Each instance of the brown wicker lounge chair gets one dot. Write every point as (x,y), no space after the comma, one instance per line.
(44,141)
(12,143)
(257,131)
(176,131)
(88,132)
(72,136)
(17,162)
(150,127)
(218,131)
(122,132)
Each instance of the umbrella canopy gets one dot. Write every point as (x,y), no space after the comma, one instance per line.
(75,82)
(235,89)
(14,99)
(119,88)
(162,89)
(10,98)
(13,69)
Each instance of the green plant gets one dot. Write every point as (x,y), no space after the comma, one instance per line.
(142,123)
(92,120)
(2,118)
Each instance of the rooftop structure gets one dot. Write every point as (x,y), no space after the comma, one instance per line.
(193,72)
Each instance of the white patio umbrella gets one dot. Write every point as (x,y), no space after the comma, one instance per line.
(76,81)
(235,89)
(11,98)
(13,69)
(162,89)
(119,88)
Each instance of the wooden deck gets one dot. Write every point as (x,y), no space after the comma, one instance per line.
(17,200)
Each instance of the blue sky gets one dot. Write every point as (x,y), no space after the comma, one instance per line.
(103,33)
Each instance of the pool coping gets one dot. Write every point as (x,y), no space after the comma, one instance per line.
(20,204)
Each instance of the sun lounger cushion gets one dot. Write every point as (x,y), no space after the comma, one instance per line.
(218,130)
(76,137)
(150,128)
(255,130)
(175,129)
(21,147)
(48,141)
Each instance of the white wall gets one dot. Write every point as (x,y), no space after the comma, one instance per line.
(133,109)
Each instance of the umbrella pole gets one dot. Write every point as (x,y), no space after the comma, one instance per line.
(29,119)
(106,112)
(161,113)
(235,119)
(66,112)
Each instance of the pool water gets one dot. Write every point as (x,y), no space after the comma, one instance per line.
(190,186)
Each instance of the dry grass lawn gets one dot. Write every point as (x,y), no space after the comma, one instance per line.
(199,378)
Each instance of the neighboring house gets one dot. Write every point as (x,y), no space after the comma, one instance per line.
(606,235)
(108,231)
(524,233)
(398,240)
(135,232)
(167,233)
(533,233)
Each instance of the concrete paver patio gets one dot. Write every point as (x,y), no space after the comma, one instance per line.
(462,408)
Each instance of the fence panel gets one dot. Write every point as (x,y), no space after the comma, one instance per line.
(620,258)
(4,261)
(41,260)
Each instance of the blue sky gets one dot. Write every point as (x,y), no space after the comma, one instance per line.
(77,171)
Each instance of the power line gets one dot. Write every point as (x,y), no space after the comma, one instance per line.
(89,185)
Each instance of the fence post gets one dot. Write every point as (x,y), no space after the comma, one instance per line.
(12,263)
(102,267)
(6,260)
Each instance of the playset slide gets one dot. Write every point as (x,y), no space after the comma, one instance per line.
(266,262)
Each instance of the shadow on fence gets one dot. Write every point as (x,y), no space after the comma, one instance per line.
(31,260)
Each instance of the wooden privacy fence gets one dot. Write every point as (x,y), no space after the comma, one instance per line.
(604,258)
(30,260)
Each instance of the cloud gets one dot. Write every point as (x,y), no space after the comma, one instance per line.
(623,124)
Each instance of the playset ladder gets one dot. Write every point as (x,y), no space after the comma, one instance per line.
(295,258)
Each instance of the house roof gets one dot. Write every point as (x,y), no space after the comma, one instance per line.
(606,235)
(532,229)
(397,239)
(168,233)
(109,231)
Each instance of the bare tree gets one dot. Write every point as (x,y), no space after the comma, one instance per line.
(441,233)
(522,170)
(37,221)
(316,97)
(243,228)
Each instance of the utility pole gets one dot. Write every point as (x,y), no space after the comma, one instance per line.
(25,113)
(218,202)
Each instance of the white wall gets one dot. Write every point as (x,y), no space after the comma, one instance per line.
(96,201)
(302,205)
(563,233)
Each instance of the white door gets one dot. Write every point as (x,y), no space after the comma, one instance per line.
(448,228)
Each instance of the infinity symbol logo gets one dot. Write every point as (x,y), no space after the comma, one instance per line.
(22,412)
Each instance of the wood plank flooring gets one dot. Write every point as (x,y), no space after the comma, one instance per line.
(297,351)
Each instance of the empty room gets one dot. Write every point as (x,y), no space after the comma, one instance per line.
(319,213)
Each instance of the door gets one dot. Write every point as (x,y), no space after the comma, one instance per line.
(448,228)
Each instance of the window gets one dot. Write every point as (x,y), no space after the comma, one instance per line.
--*--
## GOAL OF THE EXERCISE
Word for word, the whole listing should be given again.

## ANSWER TO THE PROBLEM
Each instance of the brown wicker lounge chair gets one dot. Write every point as (x,y), no space after the comma, one instance per line.
(44,141)
(12,143)
(257,131)
(176,131)
(88,132)
(72,136)
(17,162)
(150,127)
(218,131)
(122,132)
Each instance of the umbrella canopy gets one dot. Write every point as (x,y), no space after the comma, one instance per line.
(75,82)
(235,89)
(14,99)
(119,88)
(162,89)
(10,98)
(13,69)
Each instance of the green plant gets one dot. Write every point as (x,y), no space after the comma, one instance per line.
(142,123)
(92,120)
(2,118)
Each instance of the rooftop structure gets one dot. Write every point as (x,y), no space after the comma, one instance per line.
(193,72)
Each instance of the white patio umbrella gets one dot. Write every point as (x,y), no space after the comma, one instance per line.
(76,81)
(235,89)
(11,98)
(13,69)
(162,89)
(119,88)
Each instance of the wooden deck gets one dot. Write every point as (x,y), no space after the comma, one instance per line.
(17,200)
Each instance of the blue sky gets one dot. Write every point as (x,y), no space after the comma, one instance per line.
(103,33)
Each instance of the pool coping gets one dot. Write every point as (x,y), no space after the comma, one instance per line.
(20,204)
Each instance of the sun lounger cushion gets one dot. Write every point as (x,y), no space after the comma, one instance per line.
(218,130)
(76,137)
(150,128)
(255,130)
(175,129)
(21,147)
(48,141)
Each instance of the white wall gets one dot. Write every point as (x,y), no space after the comma, one instance per line.
(133,109)
Each instance of the umbrella pole gets one dot. Write every point as (x,y), no space after the comma, one instance per line.
(29,119)
(106,112)
(161,113)
(235,119)
(66,112)
Each instance of the pool water gets one dot. Write every point as (x,y), no space after the comma, one instance per line.
(190,186)
Each instance of the dry grass lawn gets one dot. Write every point as (x,y), no space after the comma, one instance per line.
(199,378)
Each instance of the neighboring house gets one dot. Write every point as (x,y), no space after the comma, one instance per line.
(606,235)
(108,231)
(524,233)
(398,240)
(135,232)
(167,233)
(533,233)
Each instance of the concrete paver patio gets one dot. Write every point as (x,y), no space after the comma, one instance per line.
(462,408)
Each instance of the fence panel gets one dot. Write every point as (x,y), no space after the comma, one instance per line.
(620,258)
(4,261)
(41,260)
Each instance of the blue sky gets one dot. Write every point as (x,y), no space after the comma, one instance per line.
(77,171)
Each instance of the power line gets one dot. Write every point as (x,y), no space after the comma, one instance per line.
(89,185)
Each instance of the fence post gets one dot. Write every point as (x,y), no space after the comma, one instance per line.
(12,263)
(102,267)
(6,260)
Each instance of the playset slide gets one dot. Write every point as (x,y), no space after the comma, one instance per line.
(266,262)
Each instance of the shadow on fence gets one dot. Write every point as (x,y), no space after the comma, one instance per line.
(31,260)
Each instance of the wooden privacy fence gets one dot. Write every point as (x,y), no space after the comma, one instance per line.
(604,258)
(30,260)
Each instance of the cloud gets one dot. Write every point as (x,y), no space after the comma, one instance per line.
(623,124)
Each instance of the playset ladder gets one dot. Write every point as (x,y), no space after the comma, one instance per line.
(295,258)
Each instance of the house roof gets one dot. Write every point as (x,y), no space after the comma, one instance per line.
(606,235)
(532,229)
(397,239)
(168,233)
(109,231)
Each instance of the bare tree gets one dot. Write every point as (x,y), no space after the comma, one instance per line.
(441,233)
(522,170)
(37,221)
(316,97)
(243,228)
Each instance of the utility pole gets one dot. Write every point as (x,y), no space after the comma, one instance per line.
(25,113)
(218,202)
Each instance of the white wall gets one dot. Write every point as (x,y), no space after the comma, one instance per line.
(96,201)
(302,205)
(563,233)
Each instance of the white door gets one dot. Write every point as (x,y), no space after the comma, one instance per line.
(448,228)
Each instance of the infinity symbol logo gets one dot. Write every point as (x,y), no space after the comma, one instance per line.
(22,412)
Each instance of the wood plank flooring gets one dot. Write every point as (x,y), no space after the comma, one instance per line.
(297,351)
Each instance of the empty room gets one dot. Write every point as (x,y), no space after the comma, one instance per line.
(319,213)
Each instance of the door gets one dot. Write every point as (x,y), no space after the comma, one instance per line.
(448,228)
Each instance of the window gets one dot. Write every point as (x,y), no space after the comma, one instance per line.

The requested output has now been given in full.